> What is required: Render every line of the records below as a JSON list of strings, one string per line, omitting blank lines. Leave the pictures out of the list.

> The input:
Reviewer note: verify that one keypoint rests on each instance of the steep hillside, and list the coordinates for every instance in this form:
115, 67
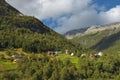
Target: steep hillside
102, 38
28, 33
73, 33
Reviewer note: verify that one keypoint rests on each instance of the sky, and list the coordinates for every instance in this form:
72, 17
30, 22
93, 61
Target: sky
66, 15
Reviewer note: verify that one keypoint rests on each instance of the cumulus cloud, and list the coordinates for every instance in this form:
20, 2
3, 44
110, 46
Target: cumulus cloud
68, 14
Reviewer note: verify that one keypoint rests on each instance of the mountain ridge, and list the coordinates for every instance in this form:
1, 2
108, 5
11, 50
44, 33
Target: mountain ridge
92, 30
20, 31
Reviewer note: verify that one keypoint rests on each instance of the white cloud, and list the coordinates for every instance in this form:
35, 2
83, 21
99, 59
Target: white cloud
69, 14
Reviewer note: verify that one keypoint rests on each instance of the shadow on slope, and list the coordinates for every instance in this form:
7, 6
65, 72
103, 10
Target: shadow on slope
105, 43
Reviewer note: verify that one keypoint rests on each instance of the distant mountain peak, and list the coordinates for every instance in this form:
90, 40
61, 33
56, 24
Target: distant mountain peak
91, 30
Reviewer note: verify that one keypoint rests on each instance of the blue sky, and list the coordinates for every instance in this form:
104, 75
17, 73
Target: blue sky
65, 15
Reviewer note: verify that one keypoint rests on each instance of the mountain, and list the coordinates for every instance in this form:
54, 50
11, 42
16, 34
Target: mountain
101, 38
28, 33
73, 33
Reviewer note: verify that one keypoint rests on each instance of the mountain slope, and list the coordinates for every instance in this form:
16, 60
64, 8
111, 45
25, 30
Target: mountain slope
102, 38
28, 33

> Result for this exercise:
[
  "Reviewer note: verify that one keypoint rests on each instance of the steep hillside, and list the coordinates for every instance in this form:",
  "115, 67",
  "Target: steep hillside",
  "102, 38",
  "28, 33",
  "73, 33",
  "Reviewer note: verify that one keypoint rests on each instance of the sky, and list the coordinates for every instance in this form:",
  "72, 17",
  "30, 22",
  "93, 61",
  "Target: sky",
  "66, 15",
  "Reviewer note: verify that one keypoint rests on each instance of the cumulus cloud, and list the coordinates for every instance in this form:",
  "20, 2",
  "3, 44",
  "110, 46",
  "Target: cumulus cloud",
  "68, 14",
  "Reviewer note: verify that one keypoint rests on each instance of the mountain ridge, and list the coordinates for every instance in this form:",
  "1, 2",
  "108, 5",
  "11, 50",
  "44, 33",
  "Target: mountain ridge",
  "92, 30",
  "20, 31",
  "Reviewer note: verify that one keypoint rests on each instance of the white cloud, and list the coordinates for every instance in this form:",
  "35, 2",
  "83, 21",
  "99, 59",
  "Target: white cloud",
  "69, 14",
  "Reviewer note: verify that one keypoint rests on each instance of the shadow on slope, and list the coordinates for every instance in this form:",
  "7, 6",
  "65, 72",
  "103, 10",
  "Target: shadow on slope",
  "105, 43",
  "Reviewer note: verify that one keypoint rests on each instance of the distant mountain peak, and list the coordinates for every instance in this form:",
  "90, 40",
  "61, 33",
  "56, 24",
  "Target: distant mountain peak",
  "91, 30",
  "Reviewer note: verify that one keypoint rests on each instance of the blue sky, and list the coordinates for every instance in this form:",
  "104, 75",
  "17, 73",
  "Target: blue sky",
  "65, 15",
  "Reviewer note: verify that one keypoint rests on each instance of the mountain, and list the coordinates for every instance in this form:",
  "54, 50",
  "11, 42",
  "16, 34",
  "Target: mountain",
  "101, 38",
  "28, 33",
  "73, 33",
  "Reviewer note: verify that one keypoint rests on each instance of the mountain slope, and list the coordinates for every instance in this form:",
  "16, 60",
  "64, 8",
  "111, 45",
  "25, 30",
  "Target: mountain slope",
  "102, 38",
  "28, 33"
]